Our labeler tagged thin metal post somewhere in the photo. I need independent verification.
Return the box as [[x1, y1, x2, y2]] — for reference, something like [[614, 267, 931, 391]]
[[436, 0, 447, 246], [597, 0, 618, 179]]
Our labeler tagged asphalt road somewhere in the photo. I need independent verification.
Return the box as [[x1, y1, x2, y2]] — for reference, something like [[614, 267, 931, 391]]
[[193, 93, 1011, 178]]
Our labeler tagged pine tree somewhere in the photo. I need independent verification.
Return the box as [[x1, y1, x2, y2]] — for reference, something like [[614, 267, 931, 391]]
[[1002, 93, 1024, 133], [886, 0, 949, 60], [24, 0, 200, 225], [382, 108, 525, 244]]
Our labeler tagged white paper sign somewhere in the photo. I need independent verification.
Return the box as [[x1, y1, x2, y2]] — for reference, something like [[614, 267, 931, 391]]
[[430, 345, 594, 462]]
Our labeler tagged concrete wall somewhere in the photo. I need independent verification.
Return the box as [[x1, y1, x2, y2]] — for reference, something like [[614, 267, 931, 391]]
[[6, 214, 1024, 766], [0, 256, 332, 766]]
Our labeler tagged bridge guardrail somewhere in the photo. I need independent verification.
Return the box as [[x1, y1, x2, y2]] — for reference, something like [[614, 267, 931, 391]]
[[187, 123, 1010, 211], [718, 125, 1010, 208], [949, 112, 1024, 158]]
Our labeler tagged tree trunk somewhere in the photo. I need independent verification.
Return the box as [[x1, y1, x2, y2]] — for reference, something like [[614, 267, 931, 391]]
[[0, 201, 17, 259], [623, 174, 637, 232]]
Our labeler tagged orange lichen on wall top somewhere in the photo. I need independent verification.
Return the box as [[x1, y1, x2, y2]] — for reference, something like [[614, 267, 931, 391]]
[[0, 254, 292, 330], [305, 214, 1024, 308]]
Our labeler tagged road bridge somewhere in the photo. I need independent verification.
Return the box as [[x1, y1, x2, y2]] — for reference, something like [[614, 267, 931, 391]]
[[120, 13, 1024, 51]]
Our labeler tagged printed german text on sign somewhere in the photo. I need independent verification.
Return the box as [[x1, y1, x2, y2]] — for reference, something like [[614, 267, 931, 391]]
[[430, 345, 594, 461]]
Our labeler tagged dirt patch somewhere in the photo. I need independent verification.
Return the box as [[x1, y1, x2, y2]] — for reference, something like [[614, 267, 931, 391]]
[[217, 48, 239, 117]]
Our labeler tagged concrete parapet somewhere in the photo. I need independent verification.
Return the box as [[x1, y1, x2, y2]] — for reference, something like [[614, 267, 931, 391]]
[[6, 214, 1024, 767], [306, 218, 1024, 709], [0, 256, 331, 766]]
· · ·
Problem to work on:
Copy all of the items above word for word.

Solution for this task:
Our labeler tagged thin metal post somewhere in the photo. I need independent verification.
Return the box as [[x1, y1, x2, y2]] — for reference, something like [[614, 267, 931, 391]]
[[436, 0, 447, 246], [597, 0, 618, 179]]
Our labeler tagged asphalt road somewhere in the photo. I need independent verification.
Return the box as [[x1, y1, x2, y2]] — for reference, something like [[614, 267, 931, 391]]
[[193, 93, 1011, 178]]
Our labeler tagged pine tree somewhere in the photo. I need independent verification.
Return the box as [[x1, y1, x2, y2]] — for reference, something like [[614, 267, 931, 391]]
[[1002, 93, 1024, 133], [886, 0, 949, 60], [24, 0, 200, 225], [382, 108, 525, 244]]
Our labeler tagged white paper sign somewhere in the photo. I need independent verification.
Return the box as [[x1, y1, x2, y2]] — for reference, something like [[614, 267, 931, 391]]
[[430, 345, 594, 462]]
Our labeler tagged concrete wall somewhere in the photo. I need independent verification.
Return the box as [[x1, y1, x2, y2]] — for reference, something like [[614, 267, 931, 391]]
[[6, 214, 1024, 766], [0, 256, 332, 766]]
Our labeler tagged bridge guardrail somewhere in the photo. I need independent verification.
Return the box as [[x1, y1, x2, y2]] — for reference, something like [[614, 267, 931, 391]]
[[187, 123, 1010, 211], [718, 125, 1010, 208], [949, 112, 1024, 158]]
Our labeler tagged tree trunk somewhere in the photo. I need independent verification.
Return the box as [[x1, y1, x2, y2]] — for reference, something like [[614, 267, 931, 391]]
[[0, 201, 17, 259], [623, 174, 637, 232]]
Our labeler tagged orange lichen on wall top somewhere in the photo. I need independent verification.
Return the box as [[x1, y1, x2, y2]] — for reference, something like [[614, 267, 931, 391]]
[[0, 254, 292, 330], [305, 214, 1024, 308]]
Our labeler tagged road bridge somewhere in the photo. I need independent verification.
Return the box as [[x1, y1, x2, y2]] — for reference, something like [[614, 267, 931, 391]]
[[120, 13, 1024, 51]]
Our labeler tagged printed german text on sign somewhere in the photo. I need independent verification.
Return the box as [[x1, y1, x2, y2]] — for reference, something like [[614, 267, 931, 391]]
[[430, 345, 594, 461]]
Our labeler tagged dirt patch somewhere in the photo. I need independent verification.
Return the box as [[x1, y1, x2, y2]] — for reference, something like [[614, 267, 931, 391]]
[[217, 48, 239, 117]]
Our labeler tagged concrete parapet somewhere in the photo. I need independent verification.
Return the box as [[x1, y1, x2, y2]] — for reference, something like [[614, 267, 931, 391]]
[[6, 214, 1024, 767], [306, 218, 1024, 709], [0, 256, 331, 766]]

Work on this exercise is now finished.